### [REQUISITO 1]
¿Qué afirma la ciencia sobre la materia, según la cita que recoge el pasaje proporcionado?
### [REQUISITO 2]
Reescale todas las coordenadas multiplicándolas por 1,8 y redondeándolas al entero más próximo, con las mitades hacia arriba. Reproduzca solo las líneas de los registros que van desde la que contiene "the shrub in the photo above." hasta el final de los registros, ambas incluidas y sin omitir ninguna.

En el Nuevo Testamento no se vuelve a tratar
explícitamente el tema, dando por bueno el relato bíblico,
que ha sido recogido fielmente por la doctrina cristiana. Pero esta aceptación
presupone el reconocimiento de la Biblia como libro revelado por Dios,
un ser cuya existencia es, como se ha dicho, una creencia mítica,
que excluye cualquier tipo de comunicación real con el hombre, ya
que su operatividad es meramente simbólica. La imagen metafísica
Divinidad creadora no corresponde a ninguna realidad, salvo a la emoción
humana ante lo inexplicable del mundo. Quienes se imaginaron a uno o varios
dioses-creadores, mucho antes de Moisés, quisieron simbolizar en
ellos la Omnipotencia, término comparativo con la impotencia del
ser humano, sobre todo ante lo inevitable de la propia desaparición.
Si, como afirma la ciencia, “la materia ni
se crea ni se destruye, únicamente se transforma”, el concepto de
un Dios-Creador queda invalidado, sin conexión alguna con la creencia
tradicional. No solamente sin rostro ni figura humanizada, sino tampoco
imaginado como ‘alguien’ con personalidad propia, ajeno al mundo, aunque
sea en otra dimensión. Desde que la ciencia admitió como
válida la teoría de la relatividad propuesta por Einstein
(1909) damos por cierta la no existencia del Espacio-Tiempo fuera del universo
que conocemos, en contradicción con las afirmaciones de la Biblia.
Según resumen de P. C. W. Davies, “imaginar a un Dios como reinando
en una fase anterior del cosmos, y siendo motivado para causar al universo,
es un desvarío resultante de atribuir a la deidad una categoría
hiperantropomórfica. La creación del universo no puede haber
sido causada por una motivación previa; esto es una contradicción
lógica” (El Espacio y el Tiempo en el universo contemporáneo,
FCE, 1982).

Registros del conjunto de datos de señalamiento
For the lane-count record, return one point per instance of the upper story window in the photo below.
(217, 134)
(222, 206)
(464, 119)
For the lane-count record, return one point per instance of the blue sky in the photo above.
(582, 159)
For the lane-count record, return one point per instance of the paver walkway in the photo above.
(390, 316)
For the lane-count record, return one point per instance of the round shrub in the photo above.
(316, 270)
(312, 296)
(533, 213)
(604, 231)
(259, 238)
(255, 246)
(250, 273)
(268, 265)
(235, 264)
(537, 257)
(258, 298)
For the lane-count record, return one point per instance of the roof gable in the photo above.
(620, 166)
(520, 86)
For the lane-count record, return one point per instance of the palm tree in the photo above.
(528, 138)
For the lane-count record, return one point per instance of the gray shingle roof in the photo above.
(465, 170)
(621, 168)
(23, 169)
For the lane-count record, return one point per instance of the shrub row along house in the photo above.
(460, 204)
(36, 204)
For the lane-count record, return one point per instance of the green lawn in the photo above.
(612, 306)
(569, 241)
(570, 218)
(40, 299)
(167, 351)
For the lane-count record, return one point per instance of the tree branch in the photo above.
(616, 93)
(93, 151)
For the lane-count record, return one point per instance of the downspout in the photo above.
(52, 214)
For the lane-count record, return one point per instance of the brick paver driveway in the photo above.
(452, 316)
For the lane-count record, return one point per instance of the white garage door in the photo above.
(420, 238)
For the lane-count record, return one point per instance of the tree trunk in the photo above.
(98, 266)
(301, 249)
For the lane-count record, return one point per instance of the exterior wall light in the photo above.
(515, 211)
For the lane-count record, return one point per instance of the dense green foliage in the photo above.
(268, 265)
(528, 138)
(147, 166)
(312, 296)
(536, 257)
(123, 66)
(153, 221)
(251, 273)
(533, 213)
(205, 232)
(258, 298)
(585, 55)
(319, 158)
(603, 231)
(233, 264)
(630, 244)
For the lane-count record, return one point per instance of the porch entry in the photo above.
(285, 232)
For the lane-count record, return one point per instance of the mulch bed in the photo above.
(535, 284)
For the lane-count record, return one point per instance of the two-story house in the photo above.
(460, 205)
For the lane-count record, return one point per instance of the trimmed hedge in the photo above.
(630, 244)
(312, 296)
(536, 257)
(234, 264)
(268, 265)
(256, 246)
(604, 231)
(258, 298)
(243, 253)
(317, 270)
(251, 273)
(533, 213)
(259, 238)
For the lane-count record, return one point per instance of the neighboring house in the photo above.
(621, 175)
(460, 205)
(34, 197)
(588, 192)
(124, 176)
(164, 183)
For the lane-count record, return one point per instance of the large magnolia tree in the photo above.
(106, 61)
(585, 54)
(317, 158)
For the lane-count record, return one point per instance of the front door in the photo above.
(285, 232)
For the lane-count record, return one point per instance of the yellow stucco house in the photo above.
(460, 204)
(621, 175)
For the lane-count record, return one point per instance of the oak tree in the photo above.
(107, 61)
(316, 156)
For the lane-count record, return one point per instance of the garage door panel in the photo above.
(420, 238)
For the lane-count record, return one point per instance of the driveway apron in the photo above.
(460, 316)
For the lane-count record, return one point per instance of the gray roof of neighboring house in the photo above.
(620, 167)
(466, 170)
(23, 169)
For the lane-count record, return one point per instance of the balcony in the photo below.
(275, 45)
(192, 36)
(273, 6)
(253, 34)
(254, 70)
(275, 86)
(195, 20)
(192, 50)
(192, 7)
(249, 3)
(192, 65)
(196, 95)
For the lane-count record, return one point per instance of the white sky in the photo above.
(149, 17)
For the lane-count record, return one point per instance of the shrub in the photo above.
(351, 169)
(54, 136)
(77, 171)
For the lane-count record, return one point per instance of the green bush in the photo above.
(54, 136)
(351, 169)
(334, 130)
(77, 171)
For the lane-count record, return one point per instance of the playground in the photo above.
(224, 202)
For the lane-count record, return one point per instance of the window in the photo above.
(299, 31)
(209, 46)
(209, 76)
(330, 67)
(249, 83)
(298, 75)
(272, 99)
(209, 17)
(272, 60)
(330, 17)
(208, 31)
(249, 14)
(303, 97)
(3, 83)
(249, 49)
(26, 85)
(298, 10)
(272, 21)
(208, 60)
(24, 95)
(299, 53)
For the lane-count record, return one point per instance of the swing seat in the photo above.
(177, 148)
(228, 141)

### [RESPUESTA 1]
Que la materia ni se crea ni se destruye, únicamente se transforma.

### [RESPUESTA 2]
For the lane-count record, return one point per instance of the shrub in the photo above.
(632, 304)
(97, 245)
(139, 308)
For the lane-count record, return one point per instance of the green bush in the photo above.
(97, 245)
(632, 304)
(601, 234)
(139, 308)
For the lane-count record, return one point per instance of the playground in the photo above.
(403, 364)
For the lane-count record, return one point per instance of the window in the photo above.
(538, 56)
(376, 83)
(376, 137)
(594, 121)
(448, 149)
(536, 135)
(490, 178)
(376, 31)
(490, 108)
(594, 31)
(374, 56)
(448, 25)
(545, 175)
(5, 149)
(448, 88)
(47, 153)
(536, 18)
(490, 38)
(374, 108)
(43, 171)
(538, 95)
For the lane-count record, return one point per instance of the swing seat in the photo above.
(319, 266)
(410, 254)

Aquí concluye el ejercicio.